**Fragmento seleccionado**:
━━━━━━━━━━━━━━━━
Los ejércitos son voraces consumidores y derrochadores de energía. “...incluso antes de que se dispare el primer tiro, los ejércitos permanentes son hostiles al clima”, debido al consumo de combustible para el transporte de gente y armamentos pesados. Es bien sabido que las fuerzas armadas estadounidenses son las mayores consumidoras institucionales de petróleo en el mundo.
¿Por qué casi no se habla de esto? Los acuerdos internacionales proponen disminuir las emisiones, hablan de una transición verde y se fijan plazos para enfrentar el cambio climático, pero no se incluye en estas conversaciones el impacto ecológico de la guerra, que desde hace unos años no ha hecho sino empeorar.
Si los gobiernos fueran consecuentes con el propósito de mantener la temperatura en cierto límite, como propone el Acuerdo de París, y de disminuir considerablemente la cantidad de gases nocivos en la atmósfera para 2030, y del todo en 2050, entonces tendrían que ponerle serias restricciones a las guerras.
Establecer límites, como que después de 2030 la actividad militar represente sólo un 50 por ciento de lo que es hoy; que se prohíba el ataque a ecosistemas vulnerables (algo que está ya en las convenciones de Ginebra pero que no se cumple), y el uso de armas particularmente contaminantes. Con el objetivo de que en 2050, o pongamos en 2075, no se dispare en el mundo ningún arma capaz de dañar el ambiente.
Está claro que esto suena tremendamente ingenuo. Pensar en enverdecer las guerras es un sinsentido. ¡Quién le dice a Putin que restrinja su maquinaria de guerra! ¡Quién le dice al ejército estadounidense que recorte su presupuesto militar y su multimillonaria venta de armas en todo el mundo! Si el sistema de convenciones de Naciones Unidas funcionara como es debido, la Convención Marco de la ONU sobre el Cambio Climático exigiría a los ejércitos de los países reportar sus emisiones —incluso a los Estados Unidos, que no lo hace con argumentos de 'seguridad nacional'— y comprometerse a reducirlas. Así como se comprometen (aunque no siempre cumplan con los plazos) las empresas de energía y de la industria en general.
El Foro de Greenaccord proporcionó a los participantes una información especializada en mútiples temas sobre transición, desarrollo sostenible, reciclaje de desperdicios, mejores técnicas agrícolas. En síntesis, cómo los sectores económicos pueden avanzar protegiendo la naturaleza; cómo se puede construir una arquitectura financiera que gestione eficazmente el cambio climático. Pero, ¿de qué servirá seguir avanzando en técnicas de reciclaje, en la producción verde, en la generación de redes fotovoltaicas más eficientes, etc., si cualquier día un jefe militar o político con el poder suficiente decide arrojar bombas que destruyen un gasoducto, una planta de energía nuclear, miles de hectáreas de bosques... O simplemente arrojar una bomba nuclear, como ya algunos han amenazado.
Los ejércitos se están cargando el medio ambiente con toda impunidad. Ahora se habla de 'ecocidio' para referirse al daño masivo o sistemático de un ecosistema. La guerra es la peor forma de ecocidio.
El concepto de transición energética, para que de verdad funcione, también debería aplicarse al sector de las armas. En estos momentos, con tantas guerras en curso, es cierto que esto suena muy naïf. Pero, al menos, nada se pierde comenzando a hablar de ello, incluyéndolo en las agendas de las conferencias internacionales sobre el clima.
━━━━━━━━━━━━━━━━
**Ejercicios propuestos**:
• A. Enumera los temas sobre los que, según el fragmento sobre guerra y clima, el Foro de Greenaccord ofreció información especializada a los participantes.
• B. Traduce al inglés esta oración del fragmento sobre guerra y clima: "Ahora se habla de 'ecocidio' para referirse al daño masivo o sistemático de un ecosistema."
• C. De acuerdo con el fragmento sobre guerra y clima, ¿por qué los ejércitos permanentes son hostiles al clima incluso antes de disparar el primer tiro?
Los ítems que siguen proceden de otra fuente.

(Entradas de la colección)
━━━━━━━━━━━━━━━━
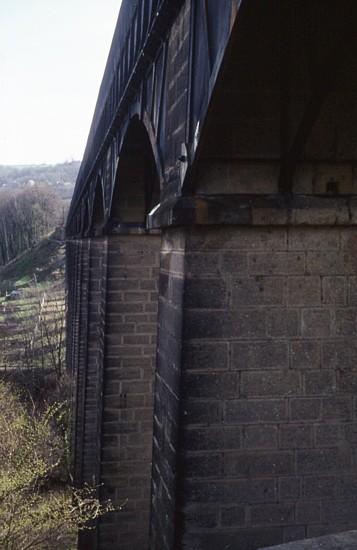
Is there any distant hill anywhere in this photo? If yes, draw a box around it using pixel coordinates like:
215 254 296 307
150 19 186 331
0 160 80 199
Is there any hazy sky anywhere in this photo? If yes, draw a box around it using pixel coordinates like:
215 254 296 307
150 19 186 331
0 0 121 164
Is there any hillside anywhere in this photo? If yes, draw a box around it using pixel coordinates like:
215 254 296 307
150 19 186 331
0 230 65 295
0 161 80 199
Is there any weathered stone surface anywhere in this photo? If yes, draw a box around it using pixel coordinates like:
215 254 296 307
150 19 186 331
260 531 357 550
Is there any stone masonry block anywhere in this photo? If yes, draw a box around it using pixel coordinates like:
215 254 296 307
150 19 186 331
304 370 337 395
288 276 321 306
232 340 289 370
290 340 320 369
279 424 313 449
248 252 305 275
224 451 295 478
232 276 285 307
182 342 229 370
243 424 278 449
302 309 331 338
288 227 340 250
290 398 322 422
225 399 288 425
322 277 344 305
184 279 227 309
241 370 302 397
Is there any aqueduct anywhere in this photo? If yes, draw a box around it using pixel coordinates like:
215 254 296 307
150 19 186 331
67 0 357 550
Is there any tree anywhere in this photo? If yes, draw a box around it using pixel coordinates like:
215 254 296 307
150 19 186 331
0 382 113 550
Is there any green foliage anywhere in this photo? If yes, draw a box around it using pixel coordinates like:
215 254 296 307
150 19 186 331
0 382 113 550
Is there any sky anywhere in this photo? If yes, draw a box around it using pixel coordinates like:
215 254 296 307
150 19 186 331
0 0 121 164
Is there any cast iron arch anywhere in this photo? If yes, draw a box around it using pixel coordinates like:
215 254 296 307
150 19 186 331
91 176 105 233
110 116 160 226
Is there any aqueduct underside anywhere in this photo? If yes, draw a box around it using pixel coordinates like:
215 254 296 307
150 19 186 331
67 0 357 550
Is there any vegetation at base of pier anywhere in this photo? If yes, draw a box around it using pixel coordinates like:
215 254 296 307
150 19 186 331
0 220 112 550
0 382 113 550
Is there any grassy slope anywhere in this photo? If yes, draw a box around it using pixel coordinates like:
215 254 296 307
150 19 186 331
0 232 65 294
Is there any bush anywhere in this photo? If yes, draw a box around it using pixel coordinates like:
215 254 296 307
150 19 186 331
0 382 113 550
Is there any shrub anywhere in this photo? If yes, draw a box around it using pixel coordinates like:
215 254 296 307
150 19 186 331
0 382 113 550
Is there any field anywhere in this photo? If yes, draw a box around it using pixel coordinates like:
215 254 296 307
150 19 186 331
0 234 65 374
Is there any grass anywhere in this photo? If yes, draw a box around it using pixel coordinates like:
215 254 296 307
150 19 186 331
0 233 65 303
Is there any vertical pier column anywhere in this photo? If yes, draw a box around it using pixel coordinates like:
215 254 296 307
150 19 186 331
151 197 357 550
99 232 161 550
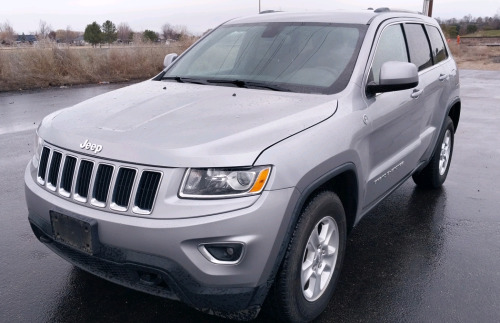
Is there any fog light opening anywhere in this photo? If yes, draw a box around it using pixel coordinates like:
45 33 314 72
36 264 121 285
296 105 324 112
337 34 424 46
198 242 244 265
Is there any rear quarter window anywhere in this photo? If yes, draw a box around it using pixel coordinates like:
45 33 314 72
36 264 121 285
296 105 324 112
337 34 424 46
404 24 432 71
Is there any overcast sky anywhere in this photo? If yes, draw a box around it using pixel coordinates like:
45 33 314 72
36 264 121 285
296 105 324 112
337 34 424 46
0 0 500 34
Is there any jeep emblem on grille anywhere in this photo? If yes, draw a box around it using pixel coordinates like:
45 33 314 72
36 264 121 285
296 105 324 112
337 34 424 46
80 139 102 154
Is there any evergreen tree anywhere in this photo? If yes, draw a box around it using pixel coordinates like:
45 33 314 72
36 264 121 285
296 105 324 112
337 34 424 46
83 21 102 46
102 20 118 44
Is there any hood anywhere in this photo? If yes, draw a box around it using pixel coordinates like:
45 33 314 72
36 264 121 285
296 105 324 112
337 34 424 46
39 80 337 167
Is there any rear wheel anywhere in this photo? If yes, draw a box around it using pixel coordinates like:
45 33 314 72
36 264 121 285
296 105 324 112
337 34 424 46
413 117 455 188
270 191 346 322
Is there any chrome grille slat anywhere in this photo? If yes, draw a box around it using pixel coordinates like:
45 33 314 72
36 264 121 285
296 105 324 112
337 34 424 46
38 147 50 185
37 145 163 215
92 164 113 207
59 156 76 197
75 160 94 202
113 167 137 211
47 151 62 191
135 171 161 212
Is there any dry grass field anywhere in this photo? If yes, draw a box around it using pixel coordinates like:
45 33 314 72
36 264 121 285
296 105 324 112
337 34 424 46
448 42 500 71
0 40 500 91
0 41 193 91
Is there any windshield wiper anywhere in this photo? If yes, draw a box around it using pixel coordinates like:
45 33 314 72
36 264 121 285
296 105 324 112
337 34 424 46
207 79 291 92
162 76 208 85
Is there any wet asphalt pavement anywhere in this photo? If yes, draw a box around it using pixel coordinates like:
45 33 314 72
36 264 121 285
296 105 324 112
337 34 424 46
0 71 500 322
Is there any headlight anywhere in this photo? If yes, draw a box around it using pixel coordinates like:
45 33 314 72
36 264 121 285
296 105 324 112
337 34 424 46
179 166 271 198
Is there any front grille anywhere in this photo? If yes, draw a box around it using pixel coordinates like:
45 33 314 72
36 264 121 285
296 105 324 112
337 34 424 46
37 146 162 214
━━━━━━━━━━━━━━━━
**Soluciones**:
• A. Transición, desarrollo sostenible, reciclaje de desperdicios y mejores técnicas agrícolas.

• B. People now speak of "ecocide" to refer to massive or systematic damage to an ecosystem.

• C. Porque consumen combustible para transportar gente y armamentos pesados.